### Task goal:
Look below for the line holding "One marker per instance, like [107,15]." and the line holding "One marker per instance, like [116,78].". Repeat those two and everything between, exactly.

### Dataset extract:
■ ■ ■ ■ ■

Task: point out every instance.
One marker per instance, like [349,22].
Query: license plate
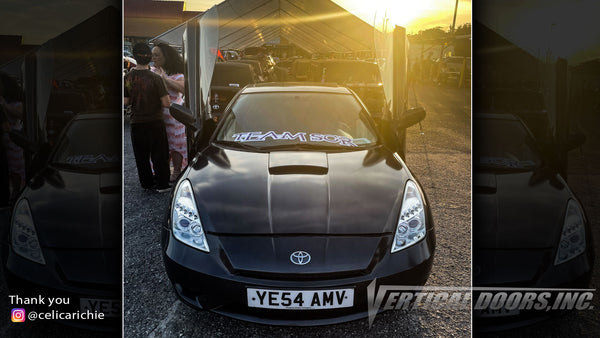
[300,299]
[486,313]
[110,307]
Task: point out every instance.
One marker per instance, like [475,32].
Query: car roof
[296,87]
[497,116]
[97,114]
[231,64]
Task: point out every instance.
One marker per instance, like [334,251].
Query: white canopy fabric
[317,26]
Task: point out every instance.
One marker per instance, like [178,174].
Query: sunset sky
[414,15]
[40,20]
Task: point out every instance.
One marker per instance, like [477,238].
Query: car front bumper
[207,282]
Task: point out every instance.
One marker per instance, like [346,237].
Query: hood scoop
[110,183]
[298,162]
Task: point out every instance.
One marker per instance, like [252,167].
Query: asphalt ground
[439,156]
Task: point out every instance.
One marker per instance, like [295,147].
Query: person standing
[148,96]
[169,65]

■ ■ ■ ■ ■

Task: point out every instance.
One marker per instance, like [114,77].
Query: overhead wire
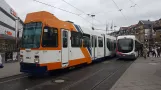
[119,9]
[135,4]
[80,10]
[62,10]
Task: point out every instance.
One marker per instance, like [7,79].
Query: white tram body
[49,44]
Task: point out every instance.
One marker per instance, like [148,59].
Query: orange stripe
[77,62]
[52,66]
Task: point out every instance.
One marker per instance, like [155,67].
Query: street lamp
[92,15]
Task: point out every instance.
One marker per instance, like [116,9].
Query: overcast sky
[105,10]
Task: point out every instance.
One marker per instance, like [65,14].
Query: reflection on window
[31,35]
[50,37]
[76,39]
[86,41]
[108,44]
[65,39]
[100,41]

■ ■ ■ ■ ■

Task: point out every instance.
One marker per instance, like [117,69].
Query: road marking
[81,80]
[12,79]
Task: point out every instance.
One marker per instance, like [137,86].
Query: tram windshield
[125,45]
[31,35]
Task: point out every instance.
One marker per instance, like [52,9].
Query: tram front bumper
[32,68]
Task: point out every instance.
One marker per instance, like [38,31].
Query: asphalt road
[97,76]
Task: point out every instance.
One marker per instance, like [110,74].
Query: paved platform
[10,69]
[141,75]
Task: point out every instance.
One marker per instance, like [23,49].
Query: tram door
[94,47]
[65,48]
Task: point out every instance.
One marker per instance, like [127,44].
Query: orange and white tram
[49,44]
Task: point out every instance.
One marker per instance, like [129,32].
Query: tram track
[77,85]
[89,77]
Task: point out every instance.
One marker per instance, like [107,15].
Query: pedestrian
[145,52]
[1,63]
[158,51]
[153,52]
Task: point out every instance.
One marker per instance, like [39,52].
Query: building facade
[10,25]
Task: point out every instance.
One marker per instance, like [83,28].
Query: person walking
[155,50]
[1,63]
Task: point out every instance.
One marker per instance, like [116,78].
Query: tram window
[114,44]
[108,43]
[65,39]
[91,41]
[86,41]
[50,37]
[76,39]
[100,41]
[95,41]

■ ■ ■ ■ ■

### Finished exercise:
One marker per instance, like [107,15].
Query: pedestrian
[145,52]
[1,63]
[158,51]
[153,52]
Task: point out every instance.
One marker per instance, like [39,52].
Query: building facade
[10,25]
Task: point out every instance.
One marker per instance, like [83,28].
Query: person walking
[155,50]
[1,63]
Task: point out every instance.
One marker per instance, like [116,78].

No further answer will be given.